| Exercise |
Every entry should be repeated exactly. Omit the pictures.
______
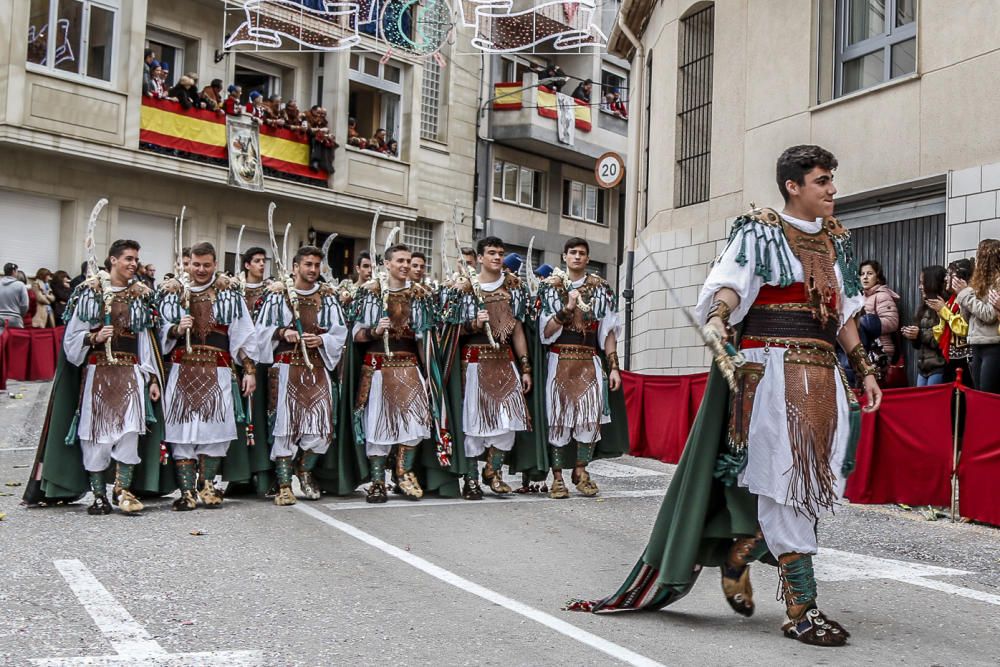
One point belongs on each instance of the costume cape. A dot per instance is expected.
(58, 473)
(700, 515)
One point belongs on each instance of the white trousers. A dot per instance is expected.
(97, 455)
(283, 445)
(186, 451)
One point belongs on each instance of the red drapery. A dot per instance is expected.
(979, 466)
(29, 354)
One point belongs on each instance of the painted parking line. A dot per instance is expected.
(490, 500)
(132, 644)
(609, 648)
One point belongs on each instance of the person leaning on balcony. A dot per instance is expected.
(233, 106)
(186, 93)
(211, 95)
(13, 299)
(44, 298)
(977, 302)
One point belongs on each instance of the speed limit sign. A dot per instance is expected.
(609, 170)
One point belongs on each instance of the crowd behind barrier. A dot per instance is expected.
(905, 454)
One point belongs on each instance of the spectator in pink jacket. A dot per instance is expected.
(880, 301)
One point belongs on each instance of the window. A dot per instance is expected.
(876, 41)
(430, 102)
(518, 185)
(694, 107)
(419, 235)
(583, 201)
(375, 95)
(73, 36)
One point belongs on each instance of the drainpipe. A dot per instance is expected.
(638, 83)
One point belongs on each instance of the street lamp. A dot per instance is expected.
(479, 116)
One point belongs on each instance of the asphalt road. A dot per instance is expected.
(339, 582)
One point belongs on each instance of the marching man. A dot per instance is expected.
(301, 389)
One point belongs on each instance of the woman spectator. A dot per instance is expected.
(931, 362)
(61, 292)
(953, 337)
(186, 93)
(211, 95)
(44, 298)
(881, 318)
(984, 339)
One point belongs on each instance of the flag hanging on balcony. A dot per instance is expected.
(243, 148)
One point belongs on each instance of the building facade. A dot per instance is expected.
(75, 127)
(533, 180)
(720, 89)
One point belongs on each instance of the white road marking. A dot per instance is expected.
(834, 565)
(129, 639)
(606, 468)
(616, 651)
(487, 500)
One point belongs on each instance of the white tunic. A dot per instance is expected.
(77, 352)
(242, 343)
(769, 461)
(330, 352)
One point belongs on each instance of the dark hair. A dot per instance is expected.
(399, 247)
(575, 242)
(797, 161)
(933, 278)
(962, 268)
(203, 248)
(876, 267)
(121, 245)
(250, 253)
(489, 242)
(307, 251)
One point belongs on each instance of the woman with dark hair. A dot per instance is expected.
(931, 362)
(881, 318)
(984, 339)
(61, 292)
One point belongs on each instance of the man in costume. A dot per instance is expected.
(393, 408)
(490, 307)
(108, 324)
(579, 321)
(301, 331)
(202, 398)
(254, 262)
(754, 489)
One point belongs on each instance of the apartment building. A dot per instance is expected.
(75, 126)
(903, 92)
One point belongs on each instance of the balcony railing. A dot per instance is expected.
(167, 128)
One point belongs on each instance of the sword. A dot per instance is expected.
(726, 356)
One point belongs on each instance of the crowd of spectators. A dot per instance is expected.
(270, 111)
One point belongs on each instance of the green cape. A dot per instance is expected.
(58, 474)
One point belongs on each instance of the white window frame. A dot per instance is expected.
(524, 174)
(583, 191)
(113, 6)
(393, 126)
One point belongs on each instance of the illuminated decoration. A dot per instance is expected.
(419, 28)
(502, 29)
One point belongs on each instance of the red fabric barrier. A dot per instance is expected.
(979, 466)
(661, 409)
(905, 452)
(30, 354)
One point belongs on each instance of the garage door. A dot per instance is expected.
(155, 233)
(29, 227)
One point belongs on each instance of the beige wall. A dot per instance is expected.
(942, 118)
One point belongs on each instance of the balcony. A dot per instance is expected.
(528, 120)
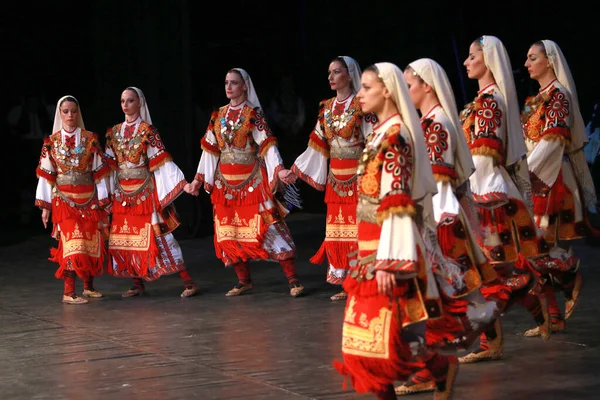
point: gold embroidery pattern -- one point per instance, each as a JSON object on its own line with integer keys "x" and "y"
{"x": 125, "y": 240}
{"x": 78, "y": 244}
{"x": 242, "y": 133}
{"x": 369, "y": 338}
{"x": 238, "y": 229}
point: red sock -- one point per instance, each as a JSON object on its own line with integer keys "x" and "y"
{"x": 438, "y": 365}
{"x": 555, "y": 313}
{"x": 69, "y": 278}
{"x": 187, "y": 279}
{"x": 242, "y": 270}
{"x": 289, "y": 269}
{"x": 422, "y": 376}
{"x": 388, "y": 394}
{"x": 138, "y": 283}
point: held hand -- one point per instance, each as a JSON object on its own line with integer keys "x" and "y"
{"x": 193, "y": 188}
{"x": 386, "y": 281}
{"x": 287, "y": 176}
{"x": 45, "y": 217}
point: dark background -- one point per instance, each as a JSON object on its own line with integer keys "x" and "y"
{"x": 178, "y": 52}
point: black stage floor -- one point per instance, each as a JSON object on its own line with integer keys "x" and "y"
{"x": 264, "y": 345}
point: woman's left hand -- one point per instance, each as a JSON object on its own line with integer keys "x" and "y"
{"x": 287, "y": 176}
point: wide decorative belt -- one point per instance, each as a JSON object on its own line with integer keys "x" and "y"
{"x": 231, "y": 157}
{"x": 353, "y": 152}
{"x": 366, "y": 210}
{"x": 74, "y": 179}
{"x": 133, "y": 173}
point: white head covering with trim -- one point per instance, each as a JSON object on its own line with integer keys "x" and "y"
{"x": 435, "y": 76}
{"x": 579, "y": 137}
{"x": 497, "y": 61}
{"x": 354, "y": 71}
{"x": 251, "y": 94}
{"x": 423, "y": 180}
{"x": 57, "y": 126}
{"x": 144, "y": 111}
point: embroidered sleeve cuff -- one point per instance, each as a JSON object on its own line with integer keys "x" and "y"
{"x": 395, "y": 204}
{"x": 43, "y": 204}
{"x": 101, "y": 173}
{"x": 209, "y": 147}
{"x": 399, "y": 266}
{"x": 159, "y": 160}
{"x": 443, "y": 173}
{"x": 318, "y": 144}
{"x": 49, "y": 176}
{"x": 306, "y": 178}
{"x": 488, "y": 146}
{"x": 559, "y": 133}
{"x": 266, "y": 145}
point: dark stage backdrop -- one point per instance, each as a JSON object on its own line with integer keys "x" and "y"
{"x": 178, "y": 52}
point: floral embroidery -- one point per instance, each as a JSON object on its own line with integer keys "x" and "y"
{"x": 557, "y": 109}
{"x": 436, "y": 139}
{"x": 154, "y": 140}
{"x": 398, "y": 161}
{"x": 489, "y": 116}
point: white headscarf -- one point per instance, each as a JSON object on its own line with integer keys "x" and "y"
{"x": 57, "y": 126}
{"x": 144, "y": 111}
{"x": 578, "y": 135}
{"x": 252, "y": 96}
{"x": 497, "y": 61}
{"x": 435, "y": 76}
{"x": 354, "y": 71}
{"x": 423, "y": 180}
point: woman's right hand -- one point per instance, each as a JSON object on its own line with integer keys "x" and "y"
{"x": 45, "y": 217}
{"x": 193, "y": 188}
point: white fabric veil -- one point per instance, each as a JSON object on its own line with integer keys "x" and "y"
{"x": 393, "y": 79}
{"x": 496, "y": 59}
{"x": 252, "y": 96}
{"x": 435, "y": 76}
{"x": 354, "y": 71}
{"x": 578, "y": 135}
{"x": 57, "y": 126}
{"x": 144, "y": 111}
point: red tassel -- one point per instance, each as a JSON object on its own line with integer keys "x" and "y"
{"x": 134, "y": 263}
{"x": 336, "y": 253}
{"x": 446, "y": 238}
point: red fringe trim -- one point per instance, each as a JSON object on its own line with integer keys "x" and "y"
______
| Response area |
One point belongs on each instance of the costume cape. A dot per instance is expected.
(58, 473)
(700, 515)
One point belongs on each instance of the white trousers. A dot per instance is expected.
(97, 455)
(283, 445)
(186, 451)
One point belongs on each instance of the red drapery. A dot per instance is expected.
(979, 466)
(29, 354)
One point belongs on each instance of the painted parking line. A dot per instance is expected.
(490, 500)
(132, 644)
(609, 648)
One point belongs on each instance of the person leaning on balcony. A dot per instance is expected.
(233, 106)
(186, 93)
(211, 95)
(13, 299)
(44, 298)
(977, 302)
One point belongs on each instance of the speed limit sign. A dot per instance is expected.
(609, 170)
One point belongs on each instance of the crowd behind barrier. A dot per instance is expected.
(905, 454)
One point belongs on each instance of the spectator in pink jacket. A dot per instance is expected.
(880, 301)
One point belongs on each instance of the window. A dot per instance is expected.
(876, 41)
(430, 102)
(518, 185)
(694, 107)
(419, 235)
(583, 201)
(375, 95)
(73, 36)
One point belongs on each instance of the drainpipe. A dot per instance is expected.
(638, 83)
One point belongs on each instance of the street lamp. A dot per instance is expected.
(479, 116)
One point belongs on each instance of the asphalt road. A dot per instance is expected.
(339, 582)
One point belongs on each instance of the marching man. A dot per instance is expected.
(301, 389)
One point belongs on each instance of the woman spectator. A dot per instance is expected.
(931, 362)
(61, 292)
(953, 337)
(186, 93)
(211, 95)
(44, 298)
(881, 318)
(984, 339)
One point belongs on each instance of the flag hanging on balcony. A dot per instance is expected.
(243, 148)
One point belongs on each instance of the building facade. A dot per instance is expected.
(75, 127)
(533, 180)
(720, 89)
One point belongs on each instance of the white road marking. A dot per instance is expected.
(834, 565)
(129, 639)
(606, 468)
(616, 651)
(487, 500)
One point belongs on each instance of the white tunic. A dot per instance is expected.
(77, 352)
(242, 343)
(769, 461)
(330, 352)
One point belongs on each instance of the dark hair. A dot per instance is expected.
(399, 247)
(575, 242)
(797, 161)
(933, 278)
(962, 268)
(203, 248)
(876, 267)
(121, 245)
(250, 253)
(489, 242)
(307, 251)
One point belongs on each instance of the woman with dark hair. A dot per instance is expected.
(931, 362)
(881, 318)
(984, 339)
(61, 292)
One point belongs on each instance of the man in costume. A dot per instance is expected.
(393, 408)
(490, 307)
(108, 324)
(579, 321)
(301, 331)
(202, 398)
(254, 262)
(754, 489)
One point belongs on each instance of the apartment building. A dot per instance is expected.
(75, 126)
(903, 92)
One point belongs on each instance of the balcony railing. A dot per instance is expected.
(167, 128)
One point belongs on each instance of the sword. A dot per instance is expected.
(726, 356)
One point belongs on each instance of the crowd of spectators. A dot per instance is expected.
(270, 111)
One point belongs on each instance of the green cape. A dot per instance is expected.
(58, 474)
One point belongs on each instance of the white window frame. A dot per instance is expected.
(524, 174)
(583, 191)
(113, 6)
(393, 126)
One point belongs on each instance of the illuminated decoration. A dot per instance is expected.
(419, 28)
(502, 29)
One point belongs on each instance of the red fabric barrier. A dot per instance is expected.
(979, 466)
(661, 409)
(905, 452)
(30, 354)
One point belongs on each instance of the garage door. A dot per instance is expected.
(155, 233)
(29, 227)
One point belongs on each instance of the beige wall. A dot per instance is expected.
(942, 118)
One point belongs on each instance of the balcony. A dot per instance is expected.
(528, 120)
point: gold embroidery pattern -- one point per instance, each as a JSON object on its own line with integer keys "x" and "y"
{"x": 125, "y": 240}
{"x": 78, "y": 244}
{"x": 242, "y": 133}
{"x": 369, "y": 338}
{"x": 238, "y": 229}
point: red sock -- one point per instance, each as a JSON object on its own line with integer keys "x" and "y"
{"x": 438, "y": 365}
{"x": 555, "y": 313}
{"x": 69, "y": 278}
{"x": 187, "y": 279}
{"x": 242, "y": 270}
{"x": 289, "y": 269}
{"x": 422, "y": 376}
{"x": 388, "y": 394}
{"x": 138, "y": 283}
point: held hand -- one point per instance, each as a JSON object on its own line with integer keys "x" and "y"
{"x": 193, "y": 188}
{"x": 386, "y": 281}
{"x": 287, "y": 176}
{"x": 45, "y": 217}
point: dark background -- one point per instance, each as a JSON object on its own line with integer keys "x" and "y"
{"x": 178, "y": 52}
point: black stage floor -- one point per instance, each as a JSON object on its own line with integer keys "x" and "y"
{"x": 264, "y": 345}
point: woman's left hand -- one point per instance, each as a JSON object on its own line with integer keys "x" and "y"
{"x": 287, "y": 176}
point: wide decorative belt -- one point per instance, each as a JSON object on its own line with integer keys "x" and "y"
{"x": 231, "y": 157}
{"x": 353, "y": 152}
{"x": 366, "y": 210}
{"x": 74, "y": 179}
{"x": 133, "y": 173}
point: white head covering with trim -- one point per instance, each as a JSON object on its own line with integer keys "x" and "y"
{"x": 435, "y": 76}
{"x": 579, "y": 137}
{"x": 497, "y": 61}
{"x": 354, "y": 71}
{"x": 251, "y": 94}
{"x": 423, "y": 180}
{"x": 57, "y": 126}
{"x": 144, "y": 111}
point: embroidered sleeve cuff -- one point per instance, each as a JSON object on its own line with integer keys "x" and "y"
{"x": 395, "y": 204}
{"x": 43, "y": 204}
{"x": 101, "y": 173}
{"x": 209, "y": 147}
{"x": 399, "y": 266}
{"x": 159, "y": 160}
{"x": 443, "y": 173}
{"x": 318, "y": 144}
{"x": 49, "y": 176}
{"x": 306, "y": 178}
{"x": 488, "y": 146}
{"x": 559, "y": 133}
{"x": 266, "y": 145}
point: dark stage backdrop -- one point per instance, each as a JSON object on its own line with integer keys "x" and "y"
{"x": 178, "y": 52}
point: floral embroidery -- one point per instance, each as a JSON object on its own line with integer keys "x" and "y"
{"x": 557, "y": 109}
{"x": 436, "y": 139}
{"x": 154, "y": 140}
{"x": 398, "y": 161}
{"x": 489, "y": 116}
point: white headscarf -- one point per instance, each as a JSON object on its own line with integer keys "x" and "y"
{"x": 57, "y": 126}
{"x": 144, "y": 111}
{"x": 578, "y": 135}
{"x": 252, "y": 96}
{"x": 497, "y": 61}
{"x": 435, "y": 76}
{"x": 354, "y": 71}
{"x": 423, "y": 180}
point: woman's right hand -- one point per instance, each as a JSON object on its own line with integer keys "x" and "y"
{"x": 45, "y": 217}
{"x": 193, "y": 188}
point: white fabric veil -- one point per instance, each as a JSON object on its own line with integer keys "x" and "y"
{"x": 393, "y": 79}
{"x": 496, "y": 59}
{"x": 252, "y": 96}
{"x": 435, "y": 76}
{"x": 354, "y": 71}
{"x": 578, "y": 135}
{"x": 57, "y": 126}
{"x": 144, "y": 111}
point: red tassel -- one point per instance, each as a JSON object on its own line with integer keys "x" and "y"
{"x": 134, "y": 263}
{"x": 336, "y": 253}
{"x": 446, "y": 238}
point: red fringe trim -- one point per instance, each as a JSON object on its own line with integer keys "x" and "y"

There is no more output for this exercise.